(Excerpts from point annotation data)

####################

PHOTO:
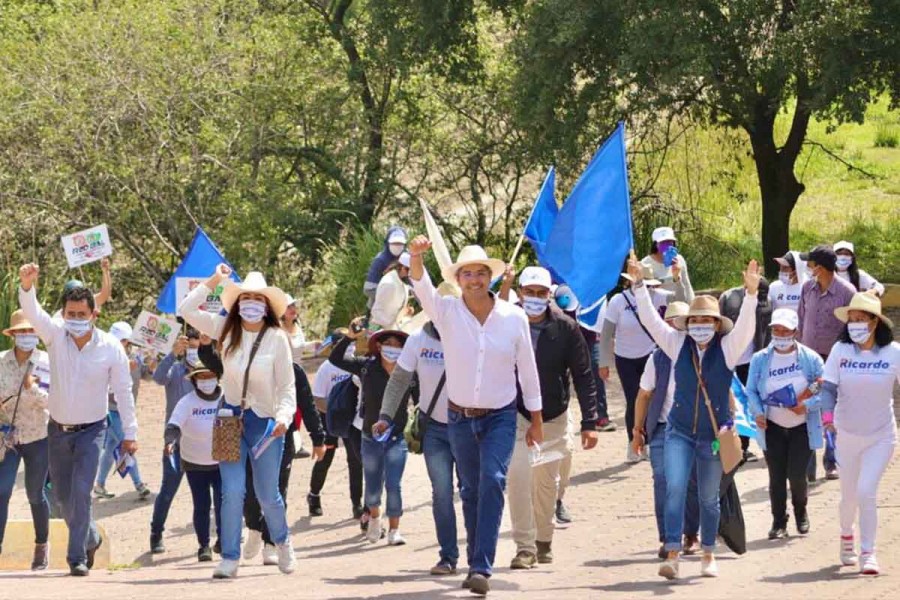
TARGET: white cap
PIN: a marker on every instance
(844, 245)
(786, 317)
(535, 276)
(121, 330)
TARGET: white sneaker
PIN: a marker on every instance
(253, 544)
(287, 562)
(227, 569)
(373, 533)
(394, 538)
(270, 555)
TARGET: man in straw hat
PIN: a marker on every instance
(485, 341)
(85, 363)
(705, 347)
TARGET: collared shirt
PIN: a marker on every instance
(482, 359)
(819, 328)
(82, 378)
(32, 416)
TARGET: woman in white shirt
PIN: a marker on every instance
(860, 374)
(266, 403)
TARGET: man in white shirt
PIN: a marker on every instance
(487, 344)
(85, 363)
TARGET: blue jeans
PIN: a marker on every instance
(383, 465)
(167, 490)
(657, 464)
(37, 463)
(439, 462)
(74, 458)
(681, 453)
(265, 483)
(114, 436)
(482, 448)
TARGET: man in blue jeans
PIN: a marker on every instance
(487, 346)
(85, 363)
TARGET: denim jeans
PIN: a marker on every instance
(167, 490)
(37, 463)
(657, 465)
(681, 454)
(483, 447)
(439, 463)
(383, 465)
(74, 458)
(114, 436)
(265, 483)
(201, 484)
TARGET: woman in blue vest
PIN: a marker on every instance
(705, 347)
(782, 390)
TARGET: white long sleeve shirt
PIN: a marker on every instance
(82, 379)
(481, 360)
(671, 340)
(271, 391)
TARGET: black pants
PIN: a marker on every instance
(630, 371)
(787, 455)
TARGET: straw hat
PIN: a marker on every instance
(473, 255)
(17, 322)
(865, 302)
(255, 283)
(705, 306)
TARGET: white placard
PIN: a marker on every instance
(87, 246)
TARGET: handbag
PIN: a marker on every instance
(729, 450)
(227, 431)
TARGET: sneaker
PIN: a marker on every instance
(394, 538)
(523, 560)
(562, 513)
(227, 569)
(848, 551)
(253, 545)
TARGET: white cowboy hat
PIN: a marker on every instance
(255, 283)
(473, 255)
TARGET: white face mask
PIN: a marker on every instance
(702, 333)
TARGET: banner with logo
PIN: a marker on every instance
(155, 332)
(87, 246)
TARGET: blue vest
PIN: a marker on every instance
(689, 414)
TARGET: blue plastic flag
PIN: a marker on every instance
(592, 233)
(201, 260)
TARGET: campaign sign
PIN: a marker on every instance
(87, 246)
(157, 333)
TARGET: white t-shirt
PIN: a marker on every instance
(865, 381)
(631, 341)
(648, 382)
(785, 296)
(424, 355)
(195, 417)
(784, 370)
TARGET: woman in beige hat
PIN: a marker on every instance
(860, 375)
(23, 432)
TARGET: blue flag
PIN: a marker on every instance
(592, 234)
(201, 260)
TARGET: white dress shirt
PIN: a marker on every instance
(82, 378)
(481, 360)
(271, 391)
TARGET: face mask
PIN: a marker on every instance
(252, 311)
(534, 307)
(390, 353)
(859, 332)
(77, 327)
(207, 386)
(702, 333)
(26, 342)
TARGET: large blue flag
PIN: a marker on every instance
(592, 234)
(201, 260)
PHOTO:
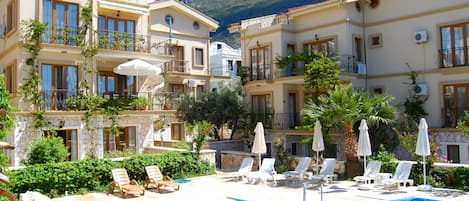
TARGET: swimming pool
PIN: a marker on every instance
(415, 199)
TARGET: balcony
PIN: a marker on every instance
(110, 40)
(223, 70)
(55, 99)
(261, 75)
(454, 57)
(277, 121)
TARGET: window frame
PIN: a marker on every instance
(265, 64)
(117, 139)
(196, 58)
(10, 78)
(465, 48)
(448, 111)
(11, 21)
(53, 29)
(54, 69)
(178, 64)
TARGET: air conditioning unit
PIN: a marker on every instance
(2, 30)
(421, 36)
(423, 90)
(361, 69)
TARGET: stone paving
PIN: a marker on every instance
(220, 187)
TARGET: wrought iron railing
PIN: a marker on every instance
(55, 99)
(453, 57)
(278, 121)
(111, 40)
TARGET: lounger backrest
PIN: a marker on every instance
(246, 165)
(303, 164)
(372, 168)
(402, 171)
(328, 167)
(153, 172)
(120, 176)
(267, 165)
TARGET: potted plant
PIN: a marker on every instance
(141, 103)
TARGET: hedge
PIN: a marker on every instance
(95, 174)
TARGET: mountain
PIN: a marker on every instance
(227, 12)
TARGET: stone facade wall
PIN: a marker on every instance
(205, 154)
(23, 134)
(225, 145)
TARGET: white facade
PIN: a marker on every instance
(224, 61)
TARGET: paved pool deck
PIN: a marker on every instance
(220, 187)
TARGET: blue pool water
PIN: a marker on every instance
(182, 181)
(415, 199)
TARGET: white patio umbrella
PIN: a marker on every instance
(318, 143)
(137, 67)
(259, 146)
(423, 149)
(364, 145)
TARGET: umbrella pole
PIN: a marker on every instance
(364, 164)
(424, 172)
(317, 162)
(259, 161)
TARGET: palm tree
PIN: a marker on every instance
(345, 106)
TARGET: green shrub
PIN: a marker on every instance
(388, 160)
(46, 150)
(95, 174)
(460, 178)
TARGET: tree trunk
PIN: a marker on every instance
(351, 151)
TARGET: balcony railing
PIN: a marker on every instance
(223, 70)
(177, 66)
(347, 63)
(61, 34)
(453, 57)
(111, 40)
(279, 121)
(261, 75)
(55, 99)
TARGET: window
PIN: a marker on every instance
(11, 16)
(62, 21)
(199, 57)
(291, 49)
(260, 63)
(376, 40)
(169, 19)
(453, 153)
(456, 102)
(294, 148)
(178, 65)
(230, 65)
(70, 139)
(261, 109)
(454, 45)
(110, 83)
(176, 90)
(196, 25)
(324, 46)
(176, 131)
(199, 91)
(126, 138)
(58, 83)
(358, 52)
(10, 75)
(116, 33)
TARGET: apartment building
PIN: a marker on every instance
(378, 42)
(166, 33)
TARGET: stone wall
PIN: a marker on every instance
(225, 145)
(205, 154)
(86, 141)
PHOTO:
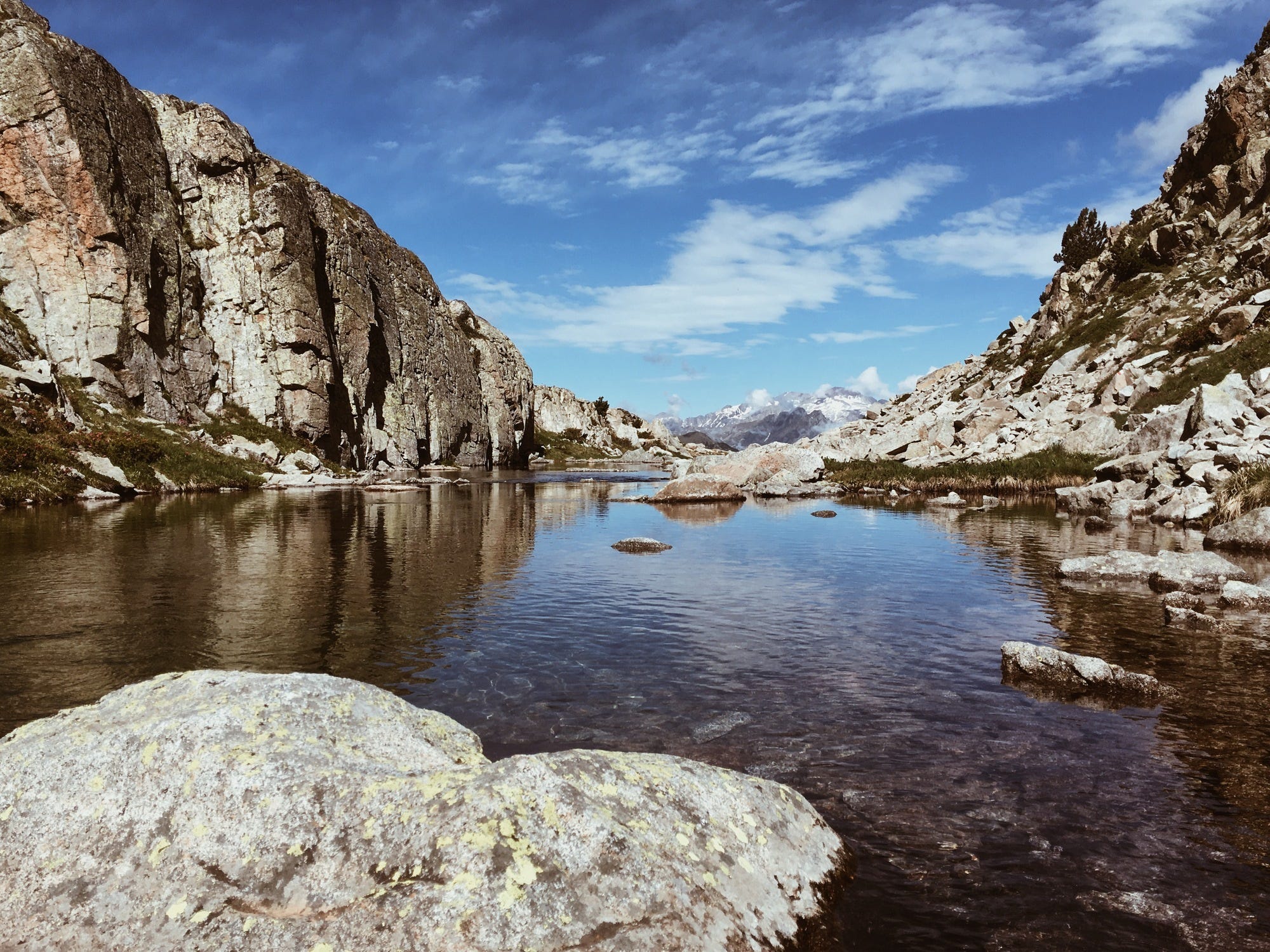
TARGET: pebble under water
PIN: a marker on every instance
(857, 659)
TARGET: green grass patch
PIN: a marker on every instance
(1247, 491)
(1244, 357)
(1036, 473)
(559, 447)
(234, 421)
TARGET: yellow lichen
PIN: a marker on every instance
(159, 850)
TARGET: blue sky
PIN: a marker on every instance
(674, 202)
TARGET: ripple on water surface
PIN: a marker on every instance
(857, 659)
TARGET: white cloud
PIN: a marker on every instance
(996, 241)
(911, 381)
(869, 384)
(523, 183)
(973, 55)
(637, 162)
(460, 84)
(482, 16)
(1159, 138)
(858, 337)
(739, 266)
(759, 398)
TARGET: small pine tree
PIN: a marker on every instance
(1084, 241)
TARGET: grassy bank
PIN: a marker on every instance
(562, 447)
(1042, 472)
(39, 450)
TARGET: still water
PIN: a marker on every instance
(857, 659)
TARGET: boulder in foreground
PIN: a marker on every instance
(1075, 675)
(699, 488)
(222, 810)
(642, 546)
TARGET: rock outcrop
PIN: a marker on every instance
(1066, 673)
(1168, 572)
(1155, 346)
(222, 810)
(617, 432)
(150, 252)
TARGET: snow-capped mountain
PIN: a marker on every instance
(784, 418)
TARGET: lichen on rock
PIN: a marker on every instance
(222, 810)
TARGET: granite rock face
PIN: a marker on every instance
(220, 810)
(618, 432)
(150, 251)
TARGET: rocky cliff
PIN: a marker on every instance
(559, 412)
(150, 252)
(1121, 346)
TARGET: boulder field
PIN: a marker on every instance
(223, 810)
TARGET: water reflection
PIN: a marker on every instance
(857, 659)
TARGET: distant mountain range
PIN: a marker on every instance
(782, 420)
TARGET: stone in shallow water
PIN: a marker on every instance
(222, 810)
(642, 546)
(718, 727)
(1168, 572)
(1078, 675)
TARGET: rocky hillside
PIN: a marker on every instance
(154, 257)
(570, 427)
(1114, 357)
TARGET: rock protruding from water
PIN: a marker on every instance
(1076, 675)
(1168, 572)
(642, 546)
(1252, 531)
(222, 810)
(700, 488)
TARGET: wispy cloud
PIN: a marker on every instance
(1158, 139)
(482, 16)
(871, 384)
(460, 84)
(961, 56)
(998, 241)
(524, 183)
(739, 266)
(857, 337)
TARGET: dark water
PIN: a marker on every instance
(857, 659)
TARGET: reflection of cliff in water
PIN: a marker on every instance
(1219, 725)
(330, 582)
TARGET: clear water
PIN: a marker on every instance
(857, 659)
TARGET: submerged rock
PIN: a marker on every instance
(1252, 531)
(1078, 675)
(642, 546)
(1180, 618)
(1241, 595)
(222, 810)
(1168, 572)
(699, 488)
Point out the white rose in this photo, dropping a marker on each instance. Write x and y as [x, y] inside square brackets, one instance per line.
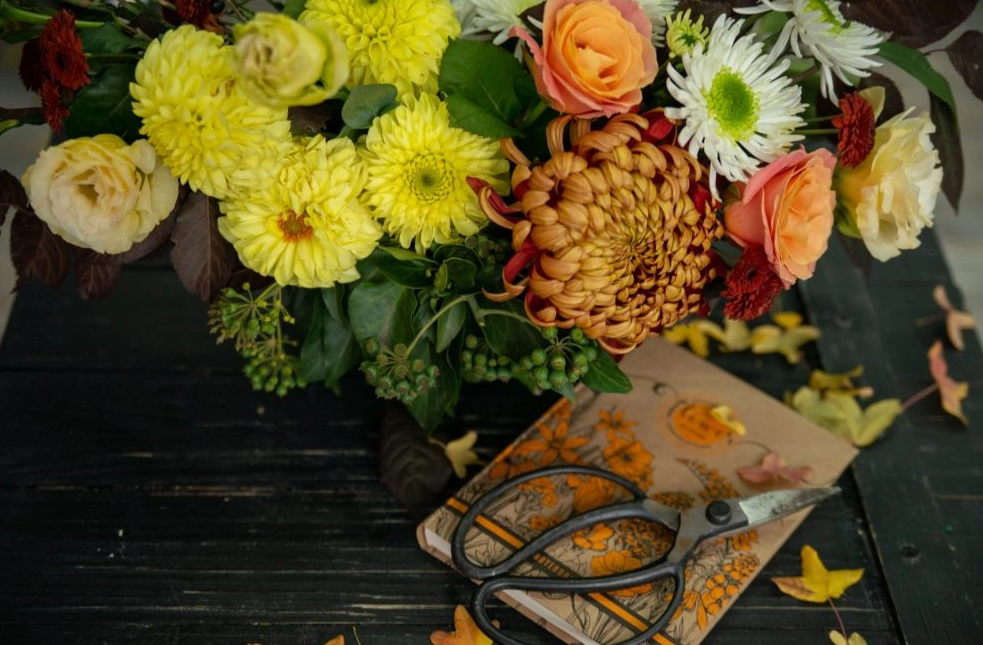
[101, 193]
[891, 196]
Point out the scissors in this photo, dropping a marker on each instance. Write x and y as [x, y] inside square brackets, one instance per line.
[691, 527]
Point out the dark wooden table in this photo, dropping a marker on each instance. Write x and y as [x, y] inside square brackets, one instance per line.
[149, 496]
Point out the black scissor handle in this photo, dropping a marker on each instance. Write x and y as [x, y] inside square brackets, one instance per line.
[637, 507]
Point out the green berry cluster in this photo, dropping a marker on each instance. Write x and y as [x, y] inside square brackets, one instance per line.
[479, 363]
[564, 361]
[394, 374]
[255, 323]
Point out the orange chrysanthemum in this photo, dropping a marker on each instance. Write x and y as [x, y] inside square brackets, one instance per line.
[857, 126]
[613, 235]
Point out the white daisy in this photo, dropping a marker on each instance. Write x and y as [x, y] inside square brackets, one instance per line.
[818, 28]
[738, 107]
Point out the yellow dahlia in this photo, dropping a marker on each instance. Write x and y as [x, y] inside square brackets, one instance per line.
[613, 236]
[198, 120]
[390, 41]
[418, 168]
[306, 228]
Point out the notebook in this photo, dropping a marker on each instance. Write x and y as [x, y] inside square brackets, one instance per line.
[670, 436]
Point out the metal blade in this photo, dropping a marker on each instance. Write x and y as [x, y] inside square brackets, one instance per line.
[779, 503]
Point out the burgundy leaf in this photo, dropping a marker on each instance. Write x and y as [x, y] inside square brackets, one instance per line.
[12, 195]
[95, 278]
[914, 23]
[202, 258]
[966, 53]
[36, 252]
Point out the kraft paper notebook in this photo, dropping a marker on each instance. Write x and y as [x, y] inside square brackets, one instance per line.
[663, 437]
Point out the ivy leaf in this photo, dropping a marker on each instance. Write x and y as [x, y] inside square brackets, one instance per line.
[817, 584]
[952, 392]
[773, 469]
[413, 469]
[955, 320]
[202, 258]
[465, 631]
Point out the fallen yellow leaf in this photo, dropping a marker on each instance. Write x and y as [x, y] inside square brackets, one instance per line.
[817, 583]
[465, 631]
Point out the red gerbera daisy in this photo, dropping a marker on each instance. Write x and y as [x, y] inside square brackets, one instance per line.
[857, 125]
[62, 58]
[752, 286]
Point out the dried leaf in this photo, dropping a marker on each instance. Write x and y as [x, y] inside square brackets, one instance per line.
[773, 469]
[838, 639]
[459, 452]
[465, 631]
[952, 392]
[817, 584]
[202, 258]
[955, 320]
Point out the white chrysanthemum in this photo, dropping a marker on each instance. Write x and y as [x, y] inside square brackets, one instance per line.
[818, 29]
[739, 108]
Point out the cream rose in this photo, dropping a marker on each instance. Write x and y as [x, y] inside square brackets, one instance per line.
[100, 193]
[596, 56]
[787, 207]
[282, 62]
[890, 197]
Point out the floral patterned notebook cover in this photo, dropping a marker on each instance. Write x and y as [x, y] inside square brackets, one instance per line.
[663, 437]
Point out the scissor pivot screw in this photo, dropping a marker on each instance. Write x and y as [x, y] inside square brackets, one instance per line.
[718, 512]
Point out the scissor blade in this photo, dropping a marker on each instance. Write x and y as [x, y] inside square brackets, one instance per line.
[779, 503]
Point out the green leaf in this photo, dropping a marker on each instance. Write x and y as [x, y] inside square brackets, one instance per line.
[474, 118]
[916, 64]
[449, 324]
[365, 103]
[604, 375]
[104, 106]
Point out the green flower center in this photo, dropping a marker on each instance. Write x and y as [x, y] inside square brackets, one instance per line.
[733, 104]
[430, 178]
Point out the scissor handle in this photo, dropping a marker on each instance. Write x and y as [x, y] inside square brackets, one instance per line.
[639, 506]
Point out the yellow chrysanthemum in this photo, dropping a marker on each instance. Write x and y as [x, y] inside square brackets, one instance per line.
[207, 132]
[418, 168]
[391, 41]
[306, 228]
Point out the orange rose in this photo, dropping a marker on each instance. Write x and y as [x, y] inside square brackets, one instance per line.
[787, 207]
[596, 56]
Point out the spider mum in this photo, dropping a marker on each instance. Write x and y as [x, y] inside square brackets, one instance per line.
[390, 41]
[209, 134]
[418, 169]
[611, 236]
[307, 228]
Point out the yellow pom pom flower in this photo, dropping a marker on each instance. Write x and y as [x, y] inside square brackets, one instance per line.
[208, 133]
[418, 168]
[390, 41]
[306, 228]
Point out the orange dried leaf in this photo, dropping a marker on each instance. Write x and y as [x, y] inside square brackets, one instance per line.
[773, 469]
[955, 320]
[817, 583]
[952, 392]
[465, 631]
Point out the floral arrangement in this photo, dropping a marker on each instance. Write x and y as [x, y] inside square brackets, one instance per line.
[440, 191]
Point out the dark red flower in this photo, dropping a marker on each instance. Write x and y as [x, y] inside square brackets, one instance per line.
[857, 126]
[30, 71]
[62, 58]
[752, 286]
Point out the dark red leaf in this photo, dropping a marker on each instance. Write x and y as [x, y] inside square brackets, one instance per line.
[915, 23]
[95, 278]
[414, 470]
[966, 52]
[36, 252]
[947, 142]
[202, 258]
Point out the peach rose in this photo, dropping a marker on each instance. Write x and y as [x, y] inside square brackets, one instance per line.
[787, 207]
[596, 56]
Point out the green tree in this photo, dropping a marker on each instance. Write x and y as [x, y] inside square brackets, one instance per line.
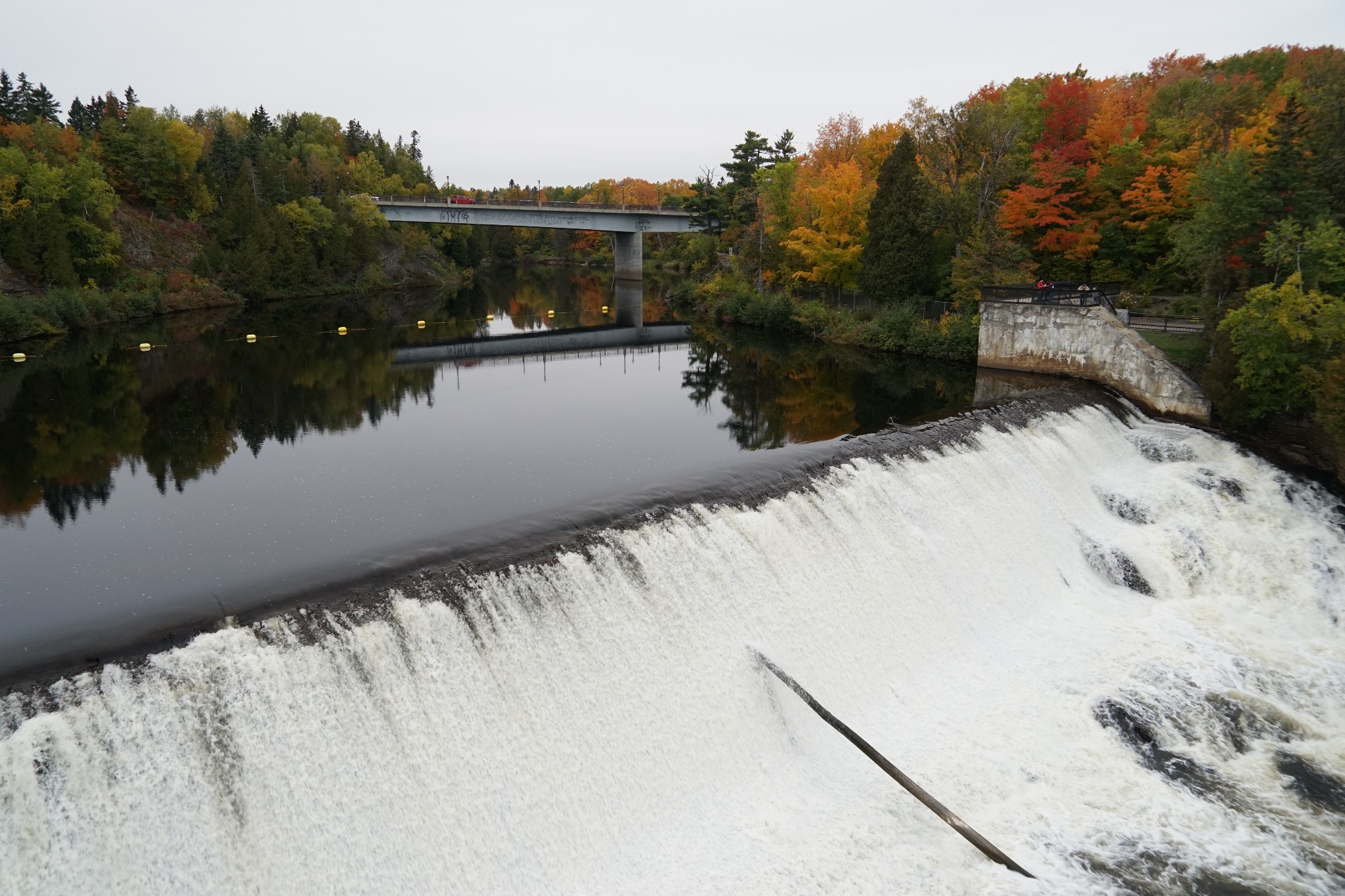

####################

(PROBLEM REQUIREMENTS) Pick out each line in the items above that contains the word "flower" and copy those lines in full.

(TASK RESPONSE)
Point out the green flower center in this photo, dropping a marker on each instance. Write x and y as [x, y] inside square brackets, one instance per line.
Point out the yellow pom pom flower in this photo, dropping a marker on each instance. Write x and y as [x, y] inside square brackets, one instance per line.
Point out the dark red flower in this photo, dropping a marker on each instance. Write x and y as [x, y] inside square brackets, one instance per line.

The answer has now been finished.